TASK GOAL >>
Each record below should be given again exactly as it reads.

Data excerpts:

· · ·

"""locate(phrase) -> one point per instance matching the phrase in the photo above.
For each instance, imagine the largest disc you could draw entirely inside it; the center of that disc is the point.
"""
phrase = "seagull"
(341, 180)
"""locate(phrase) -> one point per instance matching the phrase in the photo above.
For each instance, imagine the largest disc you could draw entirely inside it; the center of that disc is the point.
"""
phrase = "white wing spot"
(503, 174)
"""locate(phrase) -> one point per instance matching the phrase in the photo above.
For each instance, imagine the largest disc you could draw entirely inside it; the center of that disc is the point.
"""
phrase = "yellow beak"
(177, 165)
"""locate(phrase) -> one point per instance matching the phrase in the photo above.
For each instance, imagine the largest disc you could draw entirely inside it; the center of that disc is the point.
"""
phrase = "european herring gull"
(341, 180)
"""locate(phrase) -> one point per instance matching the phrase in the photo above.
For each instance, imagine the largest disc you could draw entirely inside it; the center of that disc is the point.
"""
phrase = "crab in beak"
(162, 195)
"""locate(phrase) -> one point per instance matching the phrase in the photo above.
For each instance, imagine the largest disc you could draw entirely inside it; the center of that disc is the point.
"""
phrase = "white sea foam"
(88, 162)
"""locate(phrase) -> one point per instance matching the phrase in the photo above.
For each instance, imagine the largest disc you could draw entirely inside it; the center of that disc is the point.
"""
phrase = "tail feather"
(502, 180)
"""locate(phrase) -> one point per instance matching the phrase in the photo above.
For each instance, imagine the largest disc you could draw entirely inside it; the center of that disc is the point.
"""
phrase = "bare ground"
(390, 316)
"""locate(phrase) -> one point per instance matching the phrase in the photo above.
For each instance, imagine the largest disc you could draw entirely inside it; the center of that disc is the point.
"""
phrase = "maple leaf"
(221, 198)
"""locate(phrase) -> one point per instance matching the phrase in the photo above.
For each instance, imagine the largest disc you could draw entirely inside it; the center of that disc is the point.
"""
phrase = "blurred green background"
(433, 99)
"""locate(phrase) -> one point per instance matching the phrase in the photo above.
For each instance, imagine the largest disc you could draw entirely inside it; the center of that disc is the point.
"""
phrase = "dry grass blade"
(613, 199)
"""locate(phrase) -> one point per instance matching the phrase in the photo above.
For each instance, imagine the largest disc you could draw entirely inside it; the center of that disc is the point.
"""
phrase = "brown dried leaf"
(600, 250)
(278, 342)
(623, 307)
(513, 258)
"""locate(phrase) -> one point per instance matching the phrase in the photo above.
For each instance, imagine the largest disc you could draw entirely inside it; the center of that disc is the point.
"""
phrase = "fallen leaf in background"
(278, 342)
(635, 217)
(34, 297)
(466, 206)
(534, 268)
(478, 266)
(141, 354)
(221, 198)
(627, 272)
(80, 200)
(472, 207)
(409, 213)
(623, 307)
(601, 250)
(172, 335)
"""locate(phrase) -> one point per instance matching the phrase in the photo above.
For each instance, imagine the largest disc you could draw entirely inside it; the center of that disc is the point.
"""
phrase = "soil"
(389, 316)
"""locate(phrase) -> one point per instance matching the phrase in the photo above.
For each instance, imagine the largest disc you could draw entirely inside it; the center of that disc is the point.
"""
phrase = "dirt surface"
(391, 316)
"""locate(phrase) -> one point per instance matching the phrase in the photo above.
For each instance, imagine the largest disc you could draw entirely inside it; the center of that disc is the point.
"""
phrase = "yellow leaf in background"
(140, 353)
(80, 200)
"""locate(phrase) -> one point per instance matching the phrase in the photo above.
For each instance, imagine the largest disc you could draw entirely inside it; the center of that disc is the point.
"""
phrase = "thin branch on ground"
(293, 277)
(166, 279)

· · ·

RESPONSE TO THE EXERCISE >>
"""locate(phrase) -> one point per instance matching the phrase in the photo above.
For each instance, imagine the largest disc you could draw entirely inside it; the center of that disc is the point.
"""
phrase = "seagull"
(341, 180)
"""locate(phrase) -> one point per instance matching the phrase in the photo above.
For each instance, imagine the largest disc you could draw entirely inside it; the center of that disc is the point.
"""
phrase = "white wing spot"
(503, 174)
"""locate(phrase) -> one point per instance matching the phrase in the photo above.
For each instance, imagine the largest disc you could draw entirely inside it; the center of that disc is the point.
"""
phrase = "yellow beak"
(177, 165)
"""locate(phrase) -> one point per instance matching the phrase in the photo above.
For each instance, imagine the largest disc you could draw entirely inside it; the center of that disc is the point.
"""
phrase = "european herring gull"
(341, 180)
"""locate(phrase) -> one point per instance matching the phrase in the photo above.
For each instance, imagine the largest disc you could draw entirely inside it; the center of that disc is the point.
"""
phrase = "crab in beak"
(162, 195)
"""locate(phrase) -> one point per instance matching the phrase in the photo above.
For each instance, imagine the largest disc you could draw entirely inside it; the center of that disc is the point.
"""
phrase = "white sea foam"
(88, 162)
"""locate(phrase) -> one point per instance matching the phrase in the photo above.
For each instance, imagine the largest disc you could draw entirely inside it; the center of that disc is the point.
"""
phrase = "tail feather"
(502, 180)
"""locate(phrase) -> one point per instance matching the phrase in the photo above.
For each instance, imagine the largest disc you could draw entirely inside it; the center of that disc is the point.
"""
phrase = "bare ground"
(390, 316)
"""locate(phrase) -> one point per instance matching the phrase in the photo above.
For each instance, imagine the largest disc you could draw entirely inside it; the center of that disc is the point.
"""
phrase = "maple leaf"
(221, 198)
"""locate(phrase) -> one point per instance matching the phrase in the photo above.
For each instance, imagine the largest disc you could draw entirely inside it; the center of that disc is the point.
"""
phrase = "blurred green background"
(433, 99)
"""locate(phrase) -> one point per instance matching the phrase in the photo above.
For each instance, imagine the largest disc you could draw entirely inside it; the center of that disc is the point.
"""
phrase = "dry grass blade"
(613, 199)
"""locate(phrase) -> one point per instance matching the phrase in the photo above.
For each instance, imagine the largest disc you could draw entirely inside it; the center of that disc is the point.
"""
phrase = "brown dried leaf"
(600, 250)
(278, 342)
(623, 307)
(513, 258)
"""locate(phrase) -> one point per instance matching the phrase in the photo above.
For each instance, imagine the largest disc you could draw entirely inside it; the center of that disc is the point.
"""
phrase = "fallen leaf in background"
(278, 342)
(635, 217)
(34, 297)
(466, 206)
(534, 268)
(478, 266)
(141, 354)
(221, 198)
(627, 272)
(80, 200)
(472, 207)
(409, 213)
(623, 307)
(601, 250)
(172, 335)
"""locate(phrase) -> one point per instance matching the phrase in the photo above.
For each instance, imagine the largest disc you could draw entirely inside it; the center of that disc is the point.
"""
phrase = "soil"
(389, 316)
"""locate(phrase) -> one point per instance matching the phrase in the photo above.
For each instance, imagine the largest disc you could draw entirely inside it; the center of that disc is the point.
"""
phrase = "dirt surface"
(391, 316)
"""locate(phrase) -> one point per instance matching the phrase in the photo above.
For each instance, imagine the largest disc you could draw entirely inside it; the center of that disc is the point.
"""
phrase = "yellow leaf in background"
(140, 353)
(80, 200)
"""locate(phrase) -> one point per instance matching the phrase in the photo above.
For each instance, imagine the largest disc you could draw entirely inside it; the center of that disc is the point.
"""
phrase = "thin branch on ground"
(293, 277)
(166, 279)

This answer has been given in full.